WHAT TO PRODUCE -> Transcribe every record that appears below, exactly and in full.

SUPPLIED RECORDS ->
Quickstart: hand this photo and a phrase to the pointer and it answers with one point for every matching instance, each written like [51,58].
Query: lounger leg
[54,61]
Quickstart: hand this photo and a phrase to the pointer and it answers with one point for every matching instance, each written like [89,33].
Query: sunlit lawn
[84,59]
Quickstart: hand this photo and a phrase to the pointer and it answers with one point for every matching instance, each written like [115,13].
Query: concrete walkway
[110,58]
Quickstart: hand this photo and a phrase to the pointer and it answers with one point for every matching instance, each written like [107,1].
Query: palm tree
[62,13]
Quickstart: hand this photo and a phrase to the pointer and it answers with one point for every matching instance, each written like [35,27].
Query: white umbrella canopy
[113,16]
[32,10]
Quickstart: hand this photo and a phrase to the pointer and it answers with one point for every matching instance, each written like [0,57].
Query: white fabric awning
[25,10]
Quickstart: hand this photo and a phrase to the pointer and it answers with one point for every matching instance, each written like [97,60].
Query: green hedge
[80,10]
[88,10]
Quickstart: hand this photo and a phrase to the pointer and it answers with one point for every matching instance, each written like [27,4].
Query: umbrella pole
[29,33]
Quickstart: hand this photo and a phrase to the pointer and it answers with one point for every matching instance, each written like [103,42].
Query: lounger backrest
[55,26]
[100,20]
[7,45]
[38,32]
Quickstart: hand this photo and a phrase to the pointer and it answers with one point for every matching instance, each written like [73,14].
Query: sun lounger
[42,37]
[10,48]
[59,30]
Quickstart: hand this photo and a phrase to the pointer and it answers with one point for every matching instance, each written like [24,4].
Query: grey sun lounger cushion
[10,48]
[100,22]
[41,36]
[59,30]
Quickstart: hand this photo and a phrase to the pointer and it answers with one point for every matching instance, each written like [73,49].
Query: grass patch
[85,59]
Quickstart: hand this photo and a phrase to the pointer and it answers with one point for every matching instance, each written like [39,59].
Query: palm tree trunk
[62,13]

WRITTEN REPLY ->
Quickstart: hand this photo and a phrase to the pointer and it answers with one point for every matching instance, each written like [51,58].
Query: lounger leg
[54,61]
Quickstart: hand this photo and a phrase to the pointer and it answers with one point for every matching instance, each written like [89,33].
Query: sunlit lawn
[84,59]
Quickstart: hand this photo and a phrase to the pointer and it answers with one point for every matching instance, each written like [115,13].
Query: concrete walkway
[110,58]
Quickstart: hand this photo and a phrase to the pointer and it answers with one point for every matching instance, each written like [107,1].
Query: palm tree
[62,13]
Quickstart: hand this photo and a phrase to the pointer and it answers with one point for every matching instance, each written like [35,27].
Query: white umbrella canopy
[113,16]
[32,10]
Quickstart: hand this photo and a phrase to the pointer and it answers with one point for every matching instance, each written like [0,57].
Query: white fabric awning
[25,10]
Quickstart: hand this photo and a phrase to the pointer and it answers with one point for every matching instance, each written like [97,60].
Query: green hedge
[80,10]
[88,10]
Quickstart: hand this photo and a phrase to the pointer and it answers with one point for every matching instance, each written like [27,4].
Query: umbrella pole
[29,33]
Quickstart: hand this photo and a phrase to the pointer and it answers with one point for every matching instance, each written like [103,42].
Query: lounger backrest
[55,26]
[100,20]
[7,45]
[38,32]
Quickstart: hand this photo and a phrase to the pointer and it answers with one point for every matching instance, each written like [73,14].
Query: sun lounger
[42,37]
[10,48]
[59,30]
Quickstart: hand this photo and a phrase to the pointer and it answers with one point for every matching instance, each written like [24,4].
Query: grey sun lounger cushion
[10,48]
[100,22]
[41,36]
[59,30]
Quickstart: hand this photo and a phrase to the pointer and it answers with one point for every matching instance, each written like [73,49].
Query: grass patch
[85,59]
Quickstart: hand this photo and a phrase to the pointer and it answers with one point for every matching instance, each written like [39,59].
Query: palm tree trunk
[62,13]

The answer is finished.